TASK DESCRIPTION: Render the rows as a numbered list, starting at the line with "Exercise. Tag every instance of the sandy" and running through the last line of the rows, both included. Leave out any blank lines.

ENTRIES SHOWN:
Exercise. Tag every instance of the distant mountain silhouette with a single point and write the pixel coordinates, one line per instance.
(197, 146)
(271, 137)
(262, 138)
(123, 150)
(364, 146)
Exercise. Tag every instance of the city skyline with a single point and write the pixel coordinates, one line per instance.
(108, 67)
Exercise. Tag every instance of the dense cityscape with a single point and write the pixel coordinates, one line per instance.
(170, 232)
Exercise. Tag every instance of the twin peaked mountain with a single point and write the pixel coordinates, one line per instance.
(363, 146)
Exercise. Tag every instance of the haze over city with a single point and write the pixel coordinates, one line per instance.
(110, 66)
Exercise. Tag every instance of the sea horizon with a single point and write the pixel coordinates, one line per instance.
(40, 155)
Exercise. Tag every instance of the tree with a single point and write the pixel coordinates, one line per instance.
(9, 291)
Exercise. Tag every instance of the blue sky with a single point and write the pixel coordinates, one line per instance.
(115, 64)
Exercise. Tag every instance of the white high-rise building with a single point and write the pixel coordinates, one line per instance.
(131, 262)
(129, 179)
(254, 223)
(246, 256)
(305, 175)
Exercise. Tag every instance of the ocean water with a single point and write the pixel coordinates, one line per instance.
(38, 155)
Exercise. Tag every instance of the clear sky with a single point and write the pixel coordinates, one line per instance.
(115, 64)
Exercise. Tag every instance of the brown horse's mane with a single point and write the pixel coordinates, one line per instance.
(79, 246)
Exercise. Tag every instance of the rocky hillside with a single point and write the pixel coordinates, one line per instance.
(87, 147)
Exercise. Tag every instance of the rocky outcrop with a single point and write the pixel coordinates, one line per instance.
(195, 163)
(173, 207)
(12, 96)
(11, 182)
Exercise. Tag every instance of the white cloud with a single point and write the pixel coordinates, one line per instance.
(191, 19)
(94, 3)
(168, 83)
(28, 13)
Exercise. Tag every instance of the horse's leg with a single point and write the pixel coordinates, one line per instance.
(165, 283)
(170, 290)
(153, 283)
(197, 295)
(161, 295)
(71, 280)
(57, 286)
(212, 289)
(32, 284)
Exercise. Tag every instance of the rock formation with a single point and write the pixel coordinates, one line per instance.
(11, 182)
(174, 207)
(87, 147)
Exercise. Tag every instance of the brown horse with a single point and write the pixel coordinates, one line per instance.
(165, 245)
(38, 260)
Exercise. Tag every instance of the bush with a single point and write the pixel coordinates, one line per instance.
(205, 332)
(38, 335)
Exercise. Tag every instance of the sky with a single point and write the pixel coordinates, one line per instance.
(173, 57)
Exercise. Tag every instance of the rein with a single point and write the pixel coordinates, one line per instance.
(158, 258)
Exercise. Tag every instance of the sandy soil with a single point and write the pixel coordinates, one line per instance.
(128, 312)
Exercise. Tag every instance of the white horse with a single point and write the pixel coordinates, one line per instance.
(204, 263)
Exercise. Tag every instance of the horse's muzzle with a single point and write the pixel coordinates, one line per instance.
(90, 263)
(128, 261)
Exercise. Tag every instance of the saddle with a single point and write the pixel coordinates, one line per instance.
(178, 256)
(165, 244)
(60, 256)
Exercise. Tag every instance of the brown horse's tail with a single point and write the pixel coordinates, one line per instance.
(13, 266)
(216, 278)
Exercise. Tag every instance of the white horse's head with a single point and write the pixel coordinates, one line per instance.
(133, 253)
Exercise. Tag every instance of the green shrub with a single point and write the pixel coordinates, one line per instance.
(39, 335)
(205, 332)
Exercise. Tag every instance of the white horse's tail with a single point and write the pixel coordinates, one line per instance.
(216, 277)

RESPONSE:
1. Exercise. Tag every instance of the sandy soil with a single point and write the pixel coordinates, one line per instance.
2. (128, 312)
3. Exercise. Tag every instance of the white horse with a single point and write the pixel coordinates, one line per instance.
4. (204, 263)
5. Exercise. Tag every instance of the horse's muzzle with a single point and write the pixel coordinates, one line per instance.
6. (90, 263)
7. (128, 261)
8. Exercise. Tag every instance of the saddle with a single point and write the pixel coordinates, one line per instance.
9. (178, 256)
10. (165, 244)
11. (60, 256)
12. Exercise. Tag every instance of the brown horse's tail with a single point and write the pixel coordinates, one line per instance.
13. (13, 266)
14. (216, 278)
15. Exercise. Tag every instance of the white horse's head with a single point and write the pixel coordinates, one line per instance.
16. (133, 253)
17. Exercise. Tag every instance of the green shrub with a single point and write the pixel coordinates, one line per instance.
18. (39, 335)
19. (205, 332)
20. Exercise. Tag every instance of the white horse's tail with a single point and write the pixel coordinates, one line per instance.
21. (216, 277)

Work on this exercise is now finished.